Give back the entire listing verbatim.

__GIVEN INFORMATION__.
· · · · · · ·

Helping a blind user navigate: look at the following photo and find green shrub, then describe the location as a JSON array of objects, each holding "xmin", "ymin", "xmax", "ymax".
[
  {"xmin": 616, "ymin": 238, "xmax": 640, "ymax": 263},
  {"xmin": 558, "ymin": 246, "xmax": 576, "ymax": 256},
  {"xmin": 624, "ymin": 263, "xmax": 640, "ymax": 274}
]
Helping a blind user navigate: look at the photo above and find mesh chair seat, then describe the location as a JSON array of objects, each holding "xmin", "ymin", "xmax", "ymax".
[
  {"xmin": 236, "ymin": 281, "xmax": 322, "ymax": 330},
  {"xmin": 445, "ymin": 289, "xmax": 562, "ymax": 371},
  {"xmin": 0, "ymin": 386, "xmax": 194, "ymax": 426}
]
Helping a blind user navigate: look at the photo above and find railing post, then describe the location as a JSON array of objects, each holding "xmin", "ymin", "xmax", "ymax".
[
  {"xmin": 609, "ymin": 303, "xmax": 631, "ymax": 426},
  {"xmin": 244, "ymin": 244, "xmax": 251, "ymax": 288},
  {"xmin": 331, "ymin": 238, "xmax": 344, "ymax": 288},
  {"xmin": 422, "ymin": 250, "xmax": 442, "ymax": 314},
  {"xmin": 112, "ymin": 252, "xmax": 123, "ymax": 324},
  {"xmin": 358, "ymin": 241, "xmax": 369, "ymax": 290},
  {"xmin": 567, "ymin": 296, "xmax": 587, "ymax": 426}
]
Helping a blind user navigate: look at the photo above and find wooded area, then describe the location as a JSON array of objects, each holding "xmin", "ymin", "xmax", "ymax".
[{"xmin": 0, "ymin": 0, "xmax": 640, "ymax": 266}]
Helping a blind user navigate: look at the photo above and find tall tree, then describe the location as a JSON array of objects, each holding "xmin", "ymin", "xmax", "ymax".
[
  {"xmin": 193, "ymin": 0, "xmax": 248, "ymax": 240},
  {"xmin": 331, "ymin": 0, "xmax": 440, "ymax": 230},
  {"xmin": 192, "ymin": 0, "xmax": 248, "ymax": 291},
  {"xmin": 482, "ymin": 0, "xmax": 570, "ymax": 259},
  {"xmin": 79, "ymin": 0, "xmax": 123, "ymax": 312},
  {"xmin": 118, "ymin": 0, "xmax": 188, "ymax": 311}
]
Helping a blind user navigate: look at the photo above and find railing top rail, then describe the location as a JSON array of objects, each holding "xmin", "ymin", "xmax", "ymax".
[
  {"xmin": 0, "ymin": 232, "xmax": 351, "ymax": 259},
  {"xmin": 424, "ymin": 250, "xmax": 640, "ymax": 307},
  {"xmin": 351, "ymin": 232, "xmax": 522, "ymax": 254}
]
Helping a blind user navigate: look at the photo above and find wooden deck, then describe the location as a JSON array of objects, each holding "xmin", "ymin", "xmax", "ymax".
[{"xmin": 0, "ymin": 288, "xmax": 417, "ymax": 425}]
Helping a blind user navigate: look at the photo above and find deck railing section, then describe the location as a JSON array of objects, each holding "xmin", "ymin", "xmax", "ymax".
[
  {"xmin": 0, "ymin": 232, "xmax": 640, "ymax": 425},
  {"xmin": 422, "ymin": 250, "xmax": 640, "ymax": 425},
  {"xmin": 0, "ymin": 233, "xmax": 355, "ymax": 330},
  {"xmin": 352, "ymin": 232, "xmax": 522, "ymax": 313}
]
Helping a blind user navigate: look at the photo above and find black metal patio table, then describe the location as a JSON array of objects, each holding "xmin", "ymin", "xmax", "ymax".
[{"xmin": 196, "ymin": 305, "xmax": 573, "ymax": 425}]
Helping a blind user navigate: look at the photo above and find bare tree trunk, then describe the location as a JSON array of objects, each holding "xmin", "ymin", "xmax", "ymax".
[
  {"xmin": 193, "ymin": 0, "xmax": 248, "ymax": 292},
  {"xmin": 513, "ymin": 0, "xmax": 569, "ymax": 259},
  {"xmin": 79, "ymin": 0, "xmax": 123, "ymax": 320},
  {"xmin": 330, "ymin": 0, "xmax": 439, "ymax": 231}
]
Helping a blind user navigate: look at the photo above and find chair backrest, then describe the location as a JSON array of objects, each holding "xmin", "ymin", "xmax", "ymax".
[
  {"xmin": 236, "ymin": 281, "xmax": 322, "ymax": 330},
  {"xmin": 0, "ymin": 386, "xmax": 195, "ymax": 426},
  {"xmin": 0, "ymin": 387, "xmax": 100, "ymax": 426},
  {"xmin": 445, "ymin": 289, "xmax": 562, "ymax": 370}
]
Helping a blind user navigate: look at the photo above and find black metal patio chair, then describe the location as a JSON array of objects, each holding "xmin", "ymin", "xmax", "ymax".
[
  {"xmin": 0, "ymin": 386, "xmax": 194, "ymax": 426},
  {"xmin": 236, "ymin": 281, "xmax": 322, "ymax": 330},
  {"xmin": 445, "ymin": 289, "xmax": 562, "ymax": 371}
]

· · · · · · ·

__SOLVED PROBLEM__.
Helping a blind user navigate: look at the following photo and find green shrub, then describe the location as a JSON array of objects, each holding "xmin", "ymin", "xmax", "ymax".
[
  {"xmin": 616, "ymin": 238, "xmax": 640, "ymax": 263},
  {"xmin": 558, "ymin": 246, "xmax": 576, "ymax": 256},
  {"xmin": 624, "ymin": 263, "xmax": 640, "ymax": 274}
]
Helping a blind user navigate: look at the photo above and find mesh chair seat, then describe the location as a JSON array of objects, each holding "xmin", "ymin", "xmax", "ymax".
[
  {"xmin": 236, "ymin": 281, "xmax": 322, "ymax": 330},
  {"xmin": 445, "ymin": 289, "xmax": 562, "ymax": 371},
  {"xmin": 0, "ymin": 386, "xmax": 194, "ymax": 426}
]
Helping a blind user navigate: look at the photo above and find railing post, then describe the location as a JSON array of objects, each holding "xmin", "ymin", "xmax", "ymax".
[
  {"xmin": 609, "ymin": 303, "xmax": 631, "ymax": 426},
  {"xmin": 244, "ymin": 244, "xmax": 251, "ymax": 288},
  {"xmin": 331, "ymin": 238, "xmax": 344, "ymax": 288},
  {"xmin": 422, "ymin": 250, "xmax": 442, "ymax": 314},
  {"xmin": 112, "ymin": 252, "xmax": 123, "ymax": 324},
  {"xmin": 358, "ymin": 241, "xmax": 369, "ymax": 290},
  {"xmin": 567, "ymin": 296, "xmax": 587, "ymax": 426}
]
Helping a blind user navigate: look at the photo above and find wooded area, then describe the location as a JSON array of objects, each holding "xmin", "ymin", "xmax", "ymax".
[{"xmin": 0, "ymin": 0, "xmax": 640, "ymax": 266}]
Helping a blind user navigate: look at the photo above and find tall tree, then describe the location as a JSON array of objects, each holding "xmin", "ymin", "xmax", "ymax".
[
  {"xmin": 193, "ymin": 0, "xmax": 248, "ymax": 240},
  {"xmin": 331, "ymin": 0, "xmax": 440, "ymax": 230},
  {"xmin": 192, "ymin": 0, "xmax": 248, "ymax": 291},
  {"xmin": 482, "ymin": 0, "xmax": 570, "ymax": 259},
  {"xmin": 79, "ymin": 0, "xmax": 123, "ymax": 312},
  {"xmin": 118, "ymin": 0, "xmax": 188, "ymax": 311}
]
Helping a blind user navigate: look at the photo above and find railing top rail, then describe the location as a JSON array of objects, each holding "xmin", "ymin", "xmax", "ymax".
[
  {"xmin": 0, "ymin": 232, "xmax": 351, "ymax": 259},
  {"xmin": 424, "ymin": 250, "xmax": 640, "ymax": 307},
  {"xmin": 351, "ymin": 232, "xmax": 522, "ymax": 254}
]
Helping a blind user navigate: look at the photo above and find wooden deck, then describe the location as a JSON array of objects, each holding "xmin", "ymin", "xmax", "ymax".
[{"xmin": 0, "ymin": 288, "xmax": 417, "ymax": 425}]
Helping a blind user navigate: look at the photo above and find deck railing section, then describe the location as a JSON array of objects, each holding "xmin", "ymin", "xmax", "ymax".
[
  {"xmin": 0, "ymin": 232, "xmax": 640, "ymax": 425},
  {"xmin": 422, "ymin": 250, "xmax": 640, "ymax": 425},
  {"xmin": 0, "ymin": 233, "xmax": 355, "ymax": 330},
  {"xmin": 352, "ymin": 232, "xmax": 522, "ymax": 313}
]
Helping a blind user navigate: look at the photo above and find black metal patio table, then describe the location as a JSON array of objects, each holding "xmin", "ymin", "xmax", "ymax".
[{"xmin": 196, "ymin": 305, "xmax": 573, "ymax": 425}]
Helping a blind user navigate: look at the photo above and find bare tree trunk, then describe the location as a JSON array of objects, each holding "xmin", "ymin", "xmax", "ymax".
[
  {"xmin": 193, "ymin": 0, "xmax": 248, "ymax": 292},
  {"xmin": 513, "ymin": 0, "xmax": 569, "ymax": 259},
  {"xmin": 79, "ymin": 0, "xmax": 123, "ymax": 320},
  {"xmin": 330, "ymin": 0, "xmax": 439, "ymax": 231}
]
Helping a blind user navigate: look at the photo above and find chair backrest, then describe the location as a JSON array of objects, each holding "xmin", "ymin", "xmax", "ymax".
[
  {"xmin": 236, "ymin": 281, "xmax": 322, "ymax": 330},
  {"xmin": 0, "ymin": 386, "xmax": 195, "ymax": 426},
  {"xmin": 0, "ymin": 387, "xmax": 100, "ymax": 426},
  {"xmin": 445, "ymin": 289, "xmax": 562, "ymax": 370}
]
Helping a blind user navigate: look at the photo above and find black metal patio chair, then describe the location as a JSON array of objects, each holding "xmin", "ymin", "xmax", "ymax".
[
  {"xmin": 0, "ymin": 386, "xmax": 194, "ymax": 426},
  {"xmin": 236, "ymin": 281, "xmax": 322, "ymax": 330},
  {"xmin": 445, "ymin": 289, "xmax": 562, "ymax": 371}
]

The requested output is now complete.